Problem about get_global_id()

Hi all,

I have a problem about get_global_id() …

I try to record the current running thread ID in the Kernel function and can not get the global_id.

It seems like the kernel does not run in parallel…

see the following code:

__kernel void BuildResponseLayer(__global float* responses,

								 __global float* laplacian,

								 __global float* img,

								 uint h,

								 uint w,

								 uint s,

								 uint stride,

					 __global int*   deviceGid)

{

 [b] int gid = get_global_id(0);

  deviceGid[1] = gid; [/b]

  int ss = step[gid];								 // step size for this filter

  int b = (filter[gid] - 1) / 2 + 1;				  // border for this filter

  int l = filter[gid] / 3;							// lobe for this filter (filter size / 3)

  int ww = filter[gid];							   // filter size

  float inverse_area = 1.f/(ww*ww);				   // normalisation factor

  float Dxx, Dyy, Dxy;

for(int r, c, ar = 0, index = 0; ar < h * co[gid]; ++ar)

  {

	for(int ac = 0; ac < w * co[gid]; ++ac, index++)

	{

	  r = ar * ss;

	  c = ac * ss;

	  // Compute response components

	  Dxx = BoxIntegral(img, stride, h ,ww, r - l + 1, c - b, 2*l - 1, ww)

		  - BoxIntegral(img, stride, h, ww, r - l + 1, c - l / 2, 2*l - 1, l)*3;

	  Dyy = BoxIntegral(img, stride, h, ww, r - b, c - l + 1, ww, 2*l - 1)

		  - BoxIntegral(img, stride, h, ww, r - l / 2, c - l + 1, l, 2*l - 1)*3;

	  Dxy = + BoxIntegral(img, stride, h, ww, r - l, c + 1, l, l)

			+ BoxIntegral(img, stride, h, ww, r + 1, c - l, l, l)

			- BoxIntegral(img, stride, h, ww, r - l, c - l, l, l)

			- BoxIntegral(img, stride, h, ww, r + 1, c + 1, l, l);

	  // Normalise the filter responses with respect to their size

	  Dxx *= inverse_area;

	  Dyy *= inverse_area;

	  Dxy *= inverse_area;

	  // Get the determinant of hessian response & laplacian sign

	  responses[gid * h * w + index] = (Dxx * Dyy - 0.81f * Dxy * Dxy);

	  laplacian[gid * h * w + index] = (Dxx + Dyy >= 0 ? 1 : 0);

	}

  }

}

After we transfer the deviceGid back to the host and print it. These elements seem strange and similar to some uninitialized data.

+++

Direction 1 — Please retype the five lines of records below without changing a single character.

+++

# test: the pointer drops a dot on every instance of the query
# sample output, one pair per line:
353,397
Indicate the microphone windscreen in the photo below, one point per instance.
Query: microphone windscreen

+++

Direction 2 — For each statement about the get_global_id forum post above, answer yes or no and quote the words of the post that decide it. (a) The kernel stores the value of gid in deviceGid[1]. (b) The poster thinks the kernel appears to run in parallel. (c) The normalization factor is computed as 1.f/(ww*ww).

Expected answer 1 —
# test: the pointer drops a dot on every instance of the query
# sample output, one pair per line:
353,397
Indicate the microphone windscreen in the photo below, one point per instance.
Query: microphone windscreen

Expected answer 2 —
(a) Yes: "deviceGid[1] = gid;"
(b) No: "It seems like the kernel does not run in parallel"
(c) Yes: "float inverse_area = 1.f/(ww*ww);"